Section 14Z9 is not substantively in force, at the time of writing. Although no regulations have been made precluding the activity proposed above they may still appear, especially if the secretary of state wishes to maintain clean lines of separation between CCGs and the commissioning board.

By definition, an arrangement of this type could only be made after the later of the date on which this section is brought into force and the date on which the statutory CCG is established (so the CCG can ask the board to accept the delegation and agree terms with it).

However, there is no reason why discussions could not take place with the board now to establish whether it would accept delegation to the CSU and, if so, on what terms. While it seems unlikely that support unit staff will have authority to decide whether the board accepts delegation, they may be a useful bridge to the relevant gatekeepers in the board.


Regulations may be made that mean all these fine plans mean nought, in which case it’s back to the drawing board.

Even if regulations are not made prohibiting the board from allowing the CSUs it is hosting to run IFR processes, the board may simply decline the CCG’s request for the unit to act as its delegate on principle. Commissioning was intended to be driven at the local level and board involvement could be seen as unwelcome centralisation.

Moreover, even if it can be done − even if there are no prohibiting regulations and the board accepts this anomalous devolution back to the centre − there is the snag that liability for the decision of the CSU would rest with the CCG responsible for the patient. You can delegate your bureaucracy (and effectively part of your budget) but not your liability.

And this option means you will have to rethink your arrangements again in a couple of years’ time, in readiness for the proposed floating of CSUs into their splendid isolationist independence from the board in 2016.

Option five: contract for support

If the CCG and the CSU wish to collaborate but the board rejects the proposal in option four, or the parties do not wish to wait until the group is authorised before arrangements can be put in place, or the CCG simply does not fancy the cut of option four’s jib, then there is one more possibility.

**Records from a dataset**
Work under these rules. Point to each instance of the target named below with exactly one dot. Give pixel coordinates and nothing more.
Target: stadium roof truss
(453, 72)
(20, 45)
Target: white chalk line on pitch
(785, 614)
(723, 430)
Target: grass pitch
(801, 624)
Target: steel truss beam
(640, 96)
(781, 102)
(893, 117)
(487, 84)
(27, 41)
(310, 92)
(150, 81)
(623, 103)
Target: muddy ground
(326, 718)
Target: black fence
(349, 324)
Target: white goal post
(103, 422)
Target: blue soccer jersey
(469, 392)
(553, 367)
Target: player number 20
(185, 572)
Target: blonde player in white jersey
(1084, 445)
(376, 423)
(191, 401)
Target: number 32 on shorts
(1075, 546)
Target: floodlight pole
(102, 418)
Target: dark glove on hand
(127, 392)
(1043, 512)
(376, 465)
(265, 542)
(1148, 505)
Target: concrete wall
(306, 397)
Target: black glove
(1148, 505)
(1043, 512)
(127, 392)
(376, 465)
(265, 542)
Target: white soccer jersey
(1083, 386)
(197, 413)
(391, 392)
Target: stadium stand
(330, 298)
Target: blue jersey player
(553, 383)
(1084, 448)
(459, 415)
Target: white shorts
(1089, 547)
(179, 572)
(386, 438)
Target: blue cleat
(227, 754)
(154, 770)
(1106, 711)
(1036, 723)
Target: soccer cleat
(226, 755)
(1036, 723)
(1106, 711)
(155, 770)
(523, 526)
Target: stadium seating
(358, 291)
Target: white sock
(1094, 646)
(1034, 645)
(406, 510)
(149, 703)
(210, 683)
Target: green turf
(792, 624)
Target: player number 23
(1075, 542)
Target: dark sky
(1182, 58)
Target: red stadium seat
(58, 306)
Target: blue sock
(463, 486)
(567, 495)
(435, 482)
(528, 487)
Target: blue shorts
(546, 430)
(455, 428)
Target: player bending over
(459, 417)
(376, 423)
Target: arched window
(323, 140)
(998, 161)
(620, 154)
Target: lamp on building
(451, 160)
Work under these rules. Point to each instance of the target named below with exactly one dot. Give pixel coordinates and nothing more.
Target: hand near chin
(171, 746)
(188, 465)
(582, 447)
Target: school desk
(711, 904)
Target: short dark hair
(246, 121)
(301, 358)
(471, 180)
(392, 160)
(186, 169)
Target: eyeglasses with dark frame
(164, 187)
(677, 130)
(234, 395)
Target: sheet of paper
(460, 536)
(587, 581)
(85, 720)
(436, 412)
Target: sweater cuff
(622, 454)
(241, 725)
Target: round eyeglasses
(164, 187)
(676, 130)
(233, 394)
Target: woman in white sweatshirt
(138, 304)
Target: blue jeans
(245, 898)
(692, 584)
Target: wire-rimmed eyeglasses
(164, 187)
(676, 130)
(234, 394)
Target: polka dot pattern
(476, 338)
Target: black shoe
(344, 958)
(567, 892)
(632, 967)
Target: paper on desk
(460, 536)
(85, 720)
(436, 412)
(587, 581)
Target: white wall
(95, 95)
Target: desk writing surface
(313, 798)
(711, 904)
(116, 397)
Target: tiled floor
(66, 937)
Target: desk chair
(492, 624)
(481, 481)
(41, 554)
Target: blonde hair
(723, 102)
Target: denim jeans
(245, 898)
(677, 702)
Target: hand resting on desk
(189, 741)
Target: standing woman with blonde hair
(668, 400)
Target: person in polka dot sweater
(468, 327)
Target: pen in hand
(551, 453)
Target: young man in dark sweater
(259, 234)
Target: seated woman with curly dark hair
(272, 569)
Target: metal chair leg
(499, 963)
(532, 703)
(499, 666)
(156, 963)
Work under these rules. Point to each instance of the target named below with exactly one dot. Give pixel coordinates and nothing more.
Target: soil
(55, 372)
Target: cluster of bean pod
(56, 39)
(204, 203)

**Activities**
- a) Write out the stretch of the commissioning passage from "By definition, an" through "the drawing board.".
- b) Answer these questions from the commissioning passage:
(i) In what year are CSUs proposed to be floated into independence from the board?
(ii) With whom would liability for the CSU's decision rest?
(iii) What is option five called?
Work from the text alone.

**Answers to this exercise**
- a)
By definition, an arrangement of this type could only be made after the later of the date on which this section is brought into force and the date on which the statutory CCG is established (so the CCG can ask the board to accept the delegation and agree terms with it).

However, there is no reason why discussions could not take place with the board now to establish whether it would accept delegation to the CSU and, if so, on what terms. While it seems unlikely that support unit staff will have authority to decide whether the board accepts delegation, they may be a useful bridge to the relevant gatekeepers in the board.


Regulations may be made that mean all these fine plans mean nought, in which case it’s back to the drawing board.

- b)
(i) 2016
(ii) The CCG responsible for the patient
(iii) Contract for support